Object pointing dataset rows
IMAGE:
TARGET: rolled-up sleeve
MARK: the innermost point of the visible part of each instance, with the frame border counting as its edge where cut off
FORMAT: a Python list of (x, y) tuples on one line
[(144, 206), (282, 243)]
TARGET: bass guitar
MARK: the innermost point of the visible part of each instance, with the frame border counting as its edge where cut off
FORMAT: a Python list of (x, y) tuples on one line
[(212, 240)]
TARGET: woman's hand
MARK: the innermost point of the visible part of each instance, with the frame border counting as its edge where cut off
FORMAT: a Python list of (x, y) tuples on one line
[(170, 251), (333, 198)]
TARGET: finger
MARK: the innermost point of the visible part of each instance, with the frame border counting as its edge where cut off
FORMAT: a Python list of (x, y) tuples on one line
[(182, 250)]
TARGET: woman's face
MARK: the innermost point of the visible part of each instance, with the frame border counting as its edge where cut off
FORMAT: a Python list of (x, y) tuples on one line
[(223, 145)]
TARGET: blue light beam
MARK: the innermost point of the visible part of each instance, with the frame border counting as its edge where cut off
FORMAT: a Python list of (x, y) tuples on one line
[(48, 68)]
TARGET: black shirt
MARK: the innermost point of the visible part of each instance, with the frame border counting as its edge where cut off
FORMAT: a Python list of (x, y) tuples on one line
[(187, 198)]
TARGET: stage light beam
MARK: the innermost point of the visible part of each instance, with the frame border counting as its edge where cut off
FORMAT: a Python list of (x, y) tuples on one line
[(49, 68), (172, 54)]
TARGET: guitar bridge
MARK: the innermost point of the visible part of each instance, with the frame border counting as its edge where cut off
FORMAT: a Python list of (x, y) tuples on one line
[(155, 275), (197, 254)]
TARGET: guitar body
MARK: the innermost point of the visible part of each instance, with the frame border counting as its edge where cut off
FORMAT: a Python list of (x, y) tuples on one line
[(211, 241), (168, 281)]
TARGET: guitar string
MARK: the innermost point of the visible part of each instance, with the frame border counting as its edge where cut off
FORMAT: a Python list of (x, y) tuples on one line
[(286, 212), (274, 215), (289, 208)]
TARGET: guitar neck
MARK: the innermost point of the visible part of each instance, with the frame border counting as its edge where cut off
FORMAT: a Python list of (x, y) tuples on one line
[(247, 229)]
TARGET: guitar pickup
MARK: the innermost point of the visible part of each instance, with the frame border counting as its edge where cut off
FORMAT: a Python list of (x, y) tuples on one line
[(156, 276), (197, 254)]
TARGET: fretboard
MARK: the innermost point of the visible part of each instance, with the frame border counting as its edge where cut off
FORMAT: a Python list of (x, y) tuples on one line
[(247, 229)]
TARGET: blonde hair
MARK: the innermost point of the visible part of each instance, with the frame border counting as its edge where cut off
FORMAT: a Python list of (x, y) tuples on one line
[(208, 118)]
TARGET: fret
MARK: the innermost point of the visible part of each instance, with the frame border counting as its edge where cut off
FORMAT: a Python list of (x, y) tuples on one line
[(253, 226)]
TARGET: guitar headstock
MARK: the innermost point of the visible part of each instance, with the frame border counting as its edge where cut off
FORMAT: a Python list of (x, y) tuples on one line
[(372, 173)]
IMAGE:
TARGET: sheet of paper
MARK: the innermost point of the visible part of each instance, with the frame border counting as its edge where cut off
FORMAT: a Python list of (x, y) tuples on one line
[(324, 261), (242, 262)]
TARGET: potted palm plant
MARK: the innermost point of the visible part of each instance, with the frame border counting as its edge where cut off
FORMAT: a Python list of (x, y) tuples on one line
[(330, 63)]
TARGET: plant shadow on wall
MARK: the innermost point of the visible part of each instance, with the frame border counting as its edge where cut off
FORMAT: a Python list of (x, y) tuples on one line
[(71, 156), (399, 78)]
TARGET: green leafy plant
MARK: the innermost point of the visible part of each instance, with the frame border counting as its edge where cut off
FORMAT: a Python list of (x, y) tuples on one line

**Given instruction**
Lay out every line of the records above as a Markdown table with the columns Row and Line, numbering each line in order and omitting any blank lines.

**Problem solution**
| Row | Line |
|---|---|
| 1 | IMAGE: |
| 2 | TARGET: rolled-up sleeve |
| 3 | MARK: the innermost point of the visible part of each instance, with the frame border counting as its edge where cut off |
| 4 | FORMAT: a Python list of (x, y) tuples on one line |
| 5 | [(144, 206), (282, 243)] |
| 6 | TARGET: bass guitar |
| 7 | MARK: the innermost point of the visible part of each instance, with the frame border counting as its edge where cut off |
| 8 | FORMAT: a Python list of (x, y) tuples on one line |
| 9 | [(212, 240)] |
| 10 | TARGET: woman's hand |
| 11 | MARK: the innermost point of the visible part of each instance, with the frame border counting as its edge where cut off |
| 12 | FORMAT: a Python list of (x, y) tuples on one line |
| 13 | [(170, 251), (333, 198)] |
| 14 | TARGET: finger |
| 15 | MARK: the innermost point of the visible part of each instance, with the frame border counting as its edge where cut off |
| 16 | FORMAT: a Python list of (x, y) tuples on one line |
| 17 | [(182, 250)] |
| 18 | TARGET: woman's face |
| 19 | MARK: the innermost point of the visible part of each instance, with the frame border counting as its edge where cut off |
| 20 | FORMAT: a Python list of (x, y) tuples on one line |
| 21 | [(223, 145)] |
| 22 | TARGET: blue light beam |
| 23 | MARK: the innermost point of the visible part of each instance, with the frame border counting as its edge where cut off |
| 24 | FORMAT: a Python list of (x, y) tuples on one line |
| 25 | [(48, 68)] |
| 26 | TARGET: black shirt |
| 27 | MARK: the innermost point of the visible part of each instance, with the frame border counting as its edge where cut off |
| 28 | FORMAT: a Python list of (x, y) tuples on one line |
| 29 | [(187, 198)] |
| 30 | TARGET: stage light beam |
| 31 | MARK: the innermost point of the visible part of each instance, with the frame border counting as its edge where cut off |
| 32 | FORMAT: a Python list of (x, y) tuples on one line |
| 33 | [(49, 68), (172, 54)] |
| 34 | TARGET: guitar bridge |
| 35 | MARK: the innermost point of the visible part of each instance, with the frame border counting as its edge where cut off |
| 36 | FORMAT: a Python list of (x, y) tuples on one line |
| 37 | [(155, 275), (197, 254)] |
| 38 | TARGET: guitar body |
| 39 | MARK: the innermost point of the visible part of each instance, with the frame border counting as its edge where cut off |
| 40 | FORMAT: a Python list of (x, y) tuples on one line |
| 41 | [(211, 241), (168, 281)] |
| 42 | TARGET: guitar string |
| 43 | MARK: the innermost point of the visible part of each instance, with the frame border counting as its edge where cut off |
| 44 | FORMAT: a Python list of (x, y) tuples on one line |
| 45 | [(286, 212), (274, 215), (289, 208)] |
| 46 | TARGET: guitar neck |
| 47 | MARK: the innermost point of the visible part of each instance, with the frame border counting as its edge where cut off |
| 48 | FORMAT: a Python list of (x, y) tuples on one line |
| 49 | [(247, 229)] |
| 50 | TARGET: guitar pickup |
| 51 | MARK: the innermost point of the visible part of each instance, with the frame border counting as its edge where cut off |
| 52 | FORMAT: a Python list of (x, y) tuples on one line |
| 53 | [(156, 276), (197, 254)] |
| 54 | TARGET: fretboard |
| 55 | MARK: the innermost point of the visible part of each instance, with the frame border counting as its edge where cut off |
| 56 | FORMAT: a Python list of (x, y) tuples on one line |
| 57 | [(247, 229)] |
| 58 | TARGET: blonde hair |
| 59 | MARK: the innermost point of the visible part of each instance, with the frame border counting as its edge where cut off |
| 60 | FORMAT: a Python list of (x, y) tuples on one line |
| 61 | [(208, 118)] |
| 62 | TARGET: fret |
| 63 | MARK: the innermost point of the visible part of each instance, with the frame border counting as its edge where cut off |
| 64 | FORMAT: a Python list of (x, y) tuples on one line |
| 65 | [(253, 226)] |
| 66 | TARGET: guitar headstock |
| 67 | MARK: the innermost point of the visible part of each instance, with the frame border counting as its edge where cut off |
| 68 | FORMAT: a Python list of (x, y) tuples on one line |
| 69 | [(372, 173)] |
| 70 | IMAGE: |
| 71 | TARGET: sheet of paper |
| 72 | MARK: the innermost point of the visible part of each instance, with the frame border counting as its edge where cut off |
| 73 | FORMAT: a Python list of (x, y) tuples on one line |
| 74 | [(324, 261), (242, 262)] |
| 75 | TARGET: potted palm plant |
| 76 | MARK: the innermost point of the visible part of each instance, with the frame border counting as its edge where cut off |
| 77 | FORMAT: a Python list of (x, y) tuples on one line |
| 78 | [(330, 63)] |
| 79 | TARGET: plant shadow on wall |
| 80 | MARK: the innermost point of the visible part of each instance, with the frame border counting as its edge where cut off |
| 81 | FORMAT: a Python list of (x, y) tuples on one line |
| 82 | [(71, 156), (399, 78)] |
| 83 | TARGET: green leafy plant |
| 84 | MARK: the innermost point of the visible part of each instance, with the frame border counting as its edge where cut off |
| 85 | FORMAT: a Python list of (x, y) tuples on one line |